- **Activity**
Please report how many lines in the records below contain the word "screenshot", and give nothing else.

*** Begin section ***

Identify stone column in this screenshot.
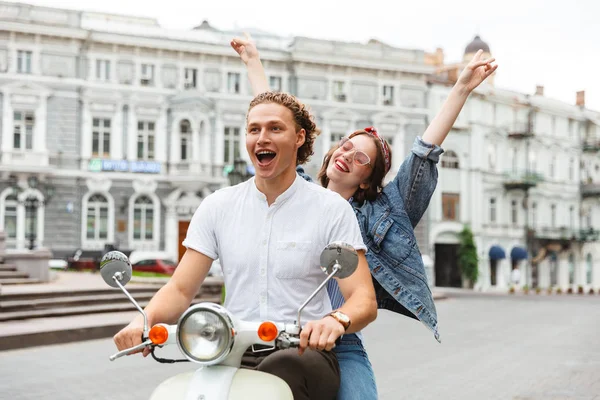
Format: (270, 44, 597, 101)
(536, 259, 547, 289)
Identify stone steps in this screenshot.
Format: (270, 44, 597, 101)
(0, 271, 30, 279)
(0, 295, 221, 322)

*** End section ***

- **Solution for this task**
2